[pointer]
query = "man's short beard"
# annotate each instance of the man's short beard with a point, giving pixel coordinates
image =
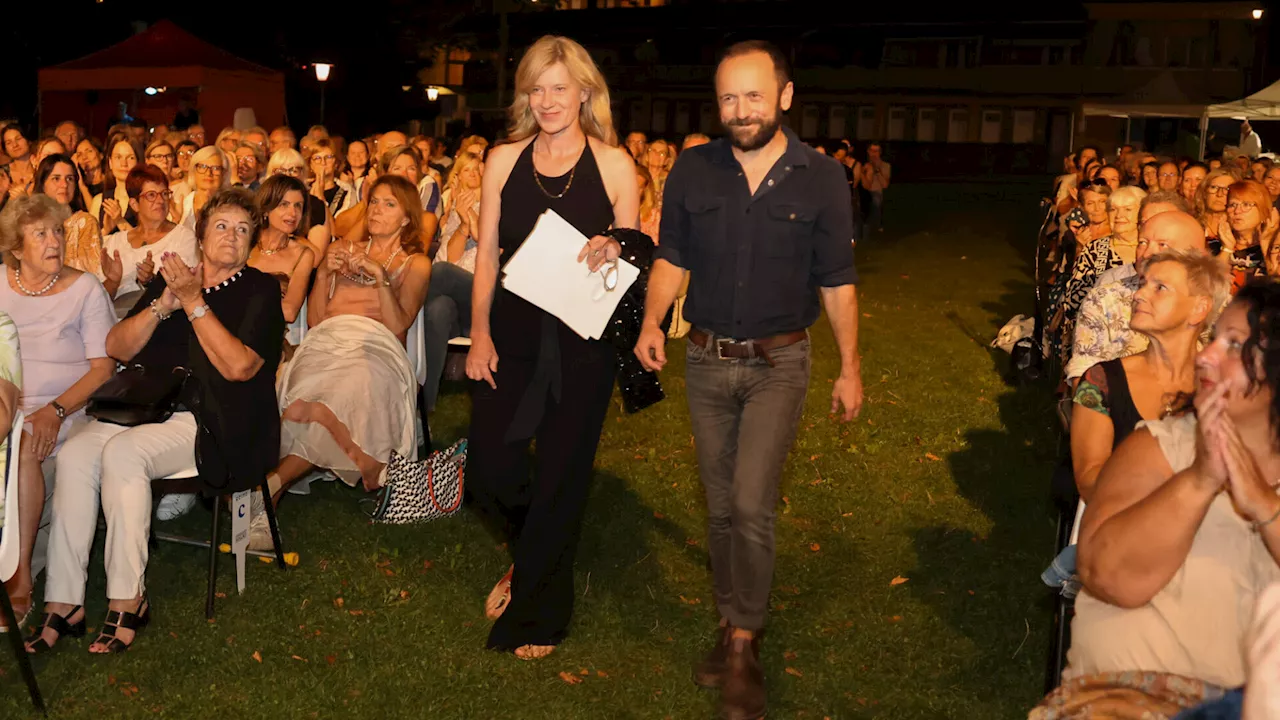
(757, 140)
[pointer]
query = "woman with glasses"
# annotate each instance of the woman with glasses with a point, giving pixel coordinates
(1247, 235)
(112, 206)
(133, 255)
(1211, 204)
(210, 172)
(58, 178)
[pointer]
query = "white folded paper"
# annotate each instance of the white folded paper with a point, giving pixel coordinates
(545, 273)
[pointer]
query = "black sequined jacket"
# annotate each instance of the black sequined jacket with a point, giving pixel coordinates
(640, 388)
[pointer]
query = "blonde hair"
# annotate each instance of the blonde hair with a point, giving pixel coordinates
(595, 114)
(204, 155)
(1206, 277)
(22, 212)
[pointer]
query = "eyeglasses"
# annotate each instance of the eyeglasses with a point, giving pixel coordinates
(152, 195)
(609, 281)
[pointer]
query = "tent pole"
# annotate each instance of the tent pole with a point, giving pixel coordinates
(1203, 135)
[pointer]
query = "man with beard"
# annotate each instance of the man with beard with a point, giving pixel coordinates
(764, 226)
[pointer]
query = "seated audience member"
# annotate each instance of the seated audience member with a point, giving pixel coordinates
(448, 299)
(59, 178)
(220, 320)
(365, 299)
(133, 255)
(210, 172)
(401, 162)
(289, 163)
(1210, 206)
(1182, 537)
(1102, 323)
(1251, 226)
(1100, 255)
(110, 208)
(1179, 295)
(282, 250)
(63, 318)
(1193, 174)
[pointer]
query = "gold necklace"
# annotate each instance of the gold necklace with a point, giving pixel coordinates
(567, 185)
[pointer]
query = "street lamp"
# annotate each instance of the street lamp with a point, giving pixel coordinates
(323, 76)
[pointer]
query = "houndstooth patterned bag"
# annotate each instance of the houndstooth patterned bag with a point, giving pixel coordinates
(423, 491)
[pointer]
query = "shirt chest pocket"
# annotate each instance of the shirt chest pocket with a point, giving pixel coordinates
(789, 229)
(707, 222)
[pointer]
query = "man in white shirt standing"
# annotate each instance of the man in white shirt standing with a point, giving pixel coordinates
(1251, 144)
(876, 176)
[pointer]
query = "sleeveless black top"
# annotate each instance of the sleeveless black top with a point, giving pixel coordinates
(520, 331)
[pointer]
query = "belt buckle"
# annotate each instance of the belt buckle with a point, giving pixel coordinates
(720, 347)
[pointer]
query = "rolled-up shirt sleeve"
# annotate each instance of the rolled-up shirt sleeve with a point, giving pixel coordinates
(833, 232)
(673, 229)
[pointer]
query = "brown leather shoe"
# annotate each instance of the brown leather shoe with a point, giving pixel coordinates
(711, 671)
(743, 691)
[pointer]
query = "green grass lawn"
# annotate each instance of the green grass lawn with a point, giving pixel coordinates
(942, 481)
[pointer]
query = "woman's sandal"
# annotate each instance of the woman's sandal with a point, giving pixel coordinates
(36, 642)
(117, 619)
(499, 597)
(22, 619)
(534, 651)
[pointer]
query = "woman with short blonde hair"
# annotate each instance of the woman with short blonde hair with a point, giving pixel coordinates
(562, 156)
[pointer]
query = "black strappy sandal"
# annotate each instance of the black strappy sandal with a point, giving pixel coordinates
(36, 642)
(115, 620)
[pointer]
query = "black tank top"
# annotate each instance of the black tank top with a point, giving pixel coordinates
(585, 204)
(1124, 414)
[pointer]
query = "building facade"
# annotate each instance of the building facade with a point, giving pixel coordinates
(955, 91)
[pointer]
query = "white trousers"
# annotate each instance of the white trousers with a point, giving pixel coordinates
(118, 464)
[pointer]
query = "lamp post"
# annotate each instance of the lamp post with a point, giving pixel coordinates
(323, 76)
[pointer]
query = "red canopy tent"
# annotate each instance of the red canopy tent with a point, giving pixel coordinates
(164, 57)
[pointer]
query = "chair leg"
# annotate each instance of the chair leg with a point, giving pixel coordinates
(213, 557)
(275, 528)
(19, 652)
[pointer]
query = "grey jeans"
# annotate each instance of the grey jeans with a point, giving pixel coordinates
(744, 415)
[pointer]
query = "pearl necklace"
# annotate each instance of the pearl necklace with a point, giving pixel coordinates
(17, 276)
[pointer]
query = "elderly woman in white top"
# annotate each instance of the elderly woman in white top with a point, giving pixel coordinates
(1182, 536)
(448, 300)
(63, 318)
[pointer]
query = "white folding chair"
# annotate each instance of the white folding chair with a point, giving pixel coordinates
(10, 546)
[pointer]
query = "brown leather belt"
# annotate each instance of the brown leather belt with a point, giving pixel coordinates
(730, 349)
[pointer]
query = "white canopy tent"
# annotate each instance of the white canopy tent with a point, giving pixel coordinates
(1164, 98)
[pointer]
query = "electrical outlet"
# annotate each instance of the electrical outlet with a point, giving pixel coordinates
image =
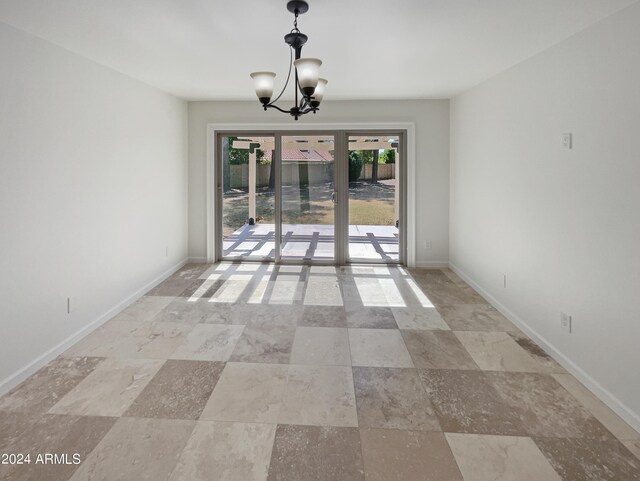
(565, 322)
(72, 304)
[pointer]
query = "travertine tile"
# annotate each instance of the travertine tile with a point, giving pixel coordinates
(226, 451)
(547, 363)
(132, 340)
(600, 410)
(268, 344)
(437, 350)
(497, 351)
(246, 392)
(392, 398)
(35, 433)
(209, 342)
(633, 445)
(319, 395)
(327, 316)
(545, 407)
(180, 390)
(46, 387)
(110, 389)
(370, 317)
(483, 457)
(321, 346)
(188, 311)
(313, 453)
(475, 317)
(137, 449)
(378, 348)
(418, 318)
(590, 459)
(144, 309)
(391, 455)
(466, 402)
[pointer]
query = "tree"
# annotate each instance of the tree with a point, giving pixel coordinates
(355, 165)
(388, 156)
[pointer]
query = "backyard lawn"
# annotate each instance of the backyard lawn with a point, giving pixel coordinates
(369, 204)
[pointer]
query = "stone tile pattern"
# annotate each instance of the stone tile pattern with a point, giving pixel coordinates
(242, 371)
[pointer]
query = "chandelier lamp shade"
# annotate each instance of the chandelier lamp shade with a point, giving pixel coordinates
(309, 87)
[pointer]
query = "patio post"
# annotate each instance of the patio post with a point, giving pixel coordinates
(252, 183)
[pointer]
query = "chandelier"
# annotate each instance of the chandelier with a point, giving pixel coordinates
(309, 89)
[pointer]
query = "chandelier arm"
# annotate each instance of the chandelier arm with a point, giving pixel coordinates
(288, 77)
(271, 106)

• _TO DO_: If a line of the entries above holds "outlet", count it, then report the total alone.

• _RESPONSE_: 2